### AUSZUG ZUM LESEN
────

Heile Welt der Instagram-Mamas
Influencerinnen präsentieren sich und ihre Familie in den sozialen Medien gern makellos und rundum glücklich. Was junge Mütter stattdessen brauchen würden, ist Authentizität.
Selbst der wohl intimste Moment im Leben wird effektvoll in Szene gesetzt. Bei der Hausgeburt ist die ganze Familie dabei, die sechs Geschwisterkinder streicheln zärtlich Mamas Bauch während der Wehen, tanzen in freudiger Erwartung durch den Raum. Das Baby erblickt in der Badewanne das Licht der Welt. Die Mutter lässt sich die Erschöpfung nicht anmerken. Wer wünscht sich das nicht, eine solch problemlose Geburt im Kreise seiner Liebsten?
Die Realität jedoch sieht – das wissen Eltern nur zu gut – in den allermeisten Fällen ganz anders aus als auf dem Instagram-Profil „ballerinafarm“der US-Amerikanerin Hannah Neeleman, die sich gemeinsam mit ihrem Ehemann Daniel den Traum von einer eigenen Farm in Utah erfüllt hat. Trotz ihrer sieben Kinder findet Hannah in ihrer ländlich-durchgestylten Küche scheinbar nebenbei – und mit dem Baby im Tragetuch – Zeit für komplizierte Backanleitungen und Zubereitungsideen für das auf der Farm gezüchtete, in alle Welt exportierte „mountain grown beef“. Der Alltag der Familie mutet völlig aus der Zeit gefallen an: Während die Burschen das Westernreiten trainieren, flicht Hannah den Mädchen Blumenkränze fürs Haar. Dennoch – oder gerade deshalb – ist die Influencerin mit ihren 1,3 Millionen Followern so erfolgreich.
Auch Johanna Pinkepank alias „pinkepanki“zeigt auf Instagram gern bunte Bilder aus ihrem Leben mit Kindern – von Geburtstagspartys mit selbst produziertem Schmetterlingskuchen, unterwegs im lässigen Freizeitlook mit Lastenfahrrad, in der Kunstgalerie oder beim Zubereiten gesunder Gerichte wie Quinoa-Salat mit Spargel, Feta, gerösteten Mandeln und Granatapfelkernen.
Die scheinbar makellose Welt zigtausender Instagram-Mamis rund um den Globus übt auf deren Follower eine Faszination aus, die durchaus gefährlich sein kann. „Es ist ja bekannt, dass soziale Medien uns mitunter negativ beeinflussen und auch Depressionen fördern“, sagt Psychologin und Coach Laura Stoiber im Gespräch mit der „Presse am Sonntag“. Junge Mütter als Zielgruppe von Influencerinnen sind besonders labil: „Wenn eine Frau zur Mutter wird, sinkt zunächst meist ihr Selbstwert“, erklärt Stoiber. Das hat vor allem damit zu tun, dass sie in den Monaten oder Jahren nach der Geburt im Normalfall keine „Leistung“im Sinne einer Erwerbstätigkeit erbringt. Zudem ist der Ton unter jungen Müttern oftmals rau, man kritisiert einander, statt sich zu unterstützen.

────

Zeilen aus einem Datensatz:
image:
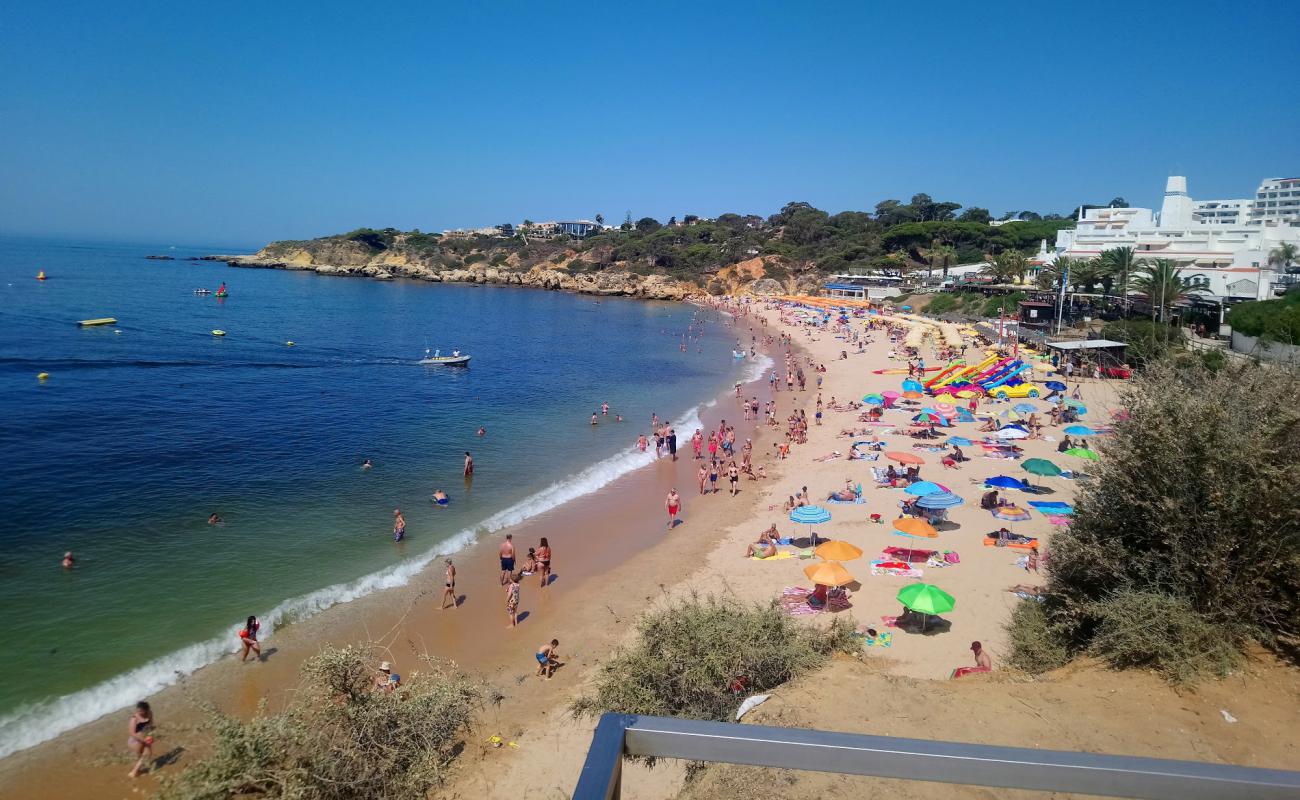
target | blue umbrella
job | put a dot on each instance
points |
(940, 500)
(810, 515)
(923, 487)
(1005, 481)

────

### ZU ERLEDIGENDE AUFGABEN
1. Gib aus dem Text über Instagram-Mamas alles von „Die Realität jedoch“ bis hinunter zu „Followern so erfolgreich.“ wortgetreu zurück.
2. Wie viele Follower hat Hannah Neeleman laut dem Text über Instagram-Mamas?

### LÖSUNGEN JE AUFGABE
1.
Die Realität jedoch sieht – das wissen Eltern nur zu gut – in den allermeisten Fällen ganz anders aus als auf dem Instagram-Profil „ballerinafarm“der US-Amerikanerin Hannah Neeleman, die sich gemeinsam mit ihrem Ehemann Daniel den Traum von einer eigenen Farm in Utah erfüllt hat. Trotz ihrer sieben Kinder findet Hannah in ihrer ländlich-durchgestylten Küche scheinbar nebenbei – und mit dem Baby im Tragetuch – Zeit für komplizierte Backanleitungen und Zubereitungsideen für das auf der Farm gezüchtete, in alle Welt exportierte „mountain grown beef“. Der Alltag der Familie mutet völlig aus der Zeit gefallen an: Während die Burschen das Westernreiten trainieren, flicht Hannah den Mädchen Blumenkränze fürs Haar. Dennoch – oder gerade deshalb – ist die Influencerin mit ihren 1,3 Millionen Followern so erfolgreich.

2. 1,3 Millionen Follower.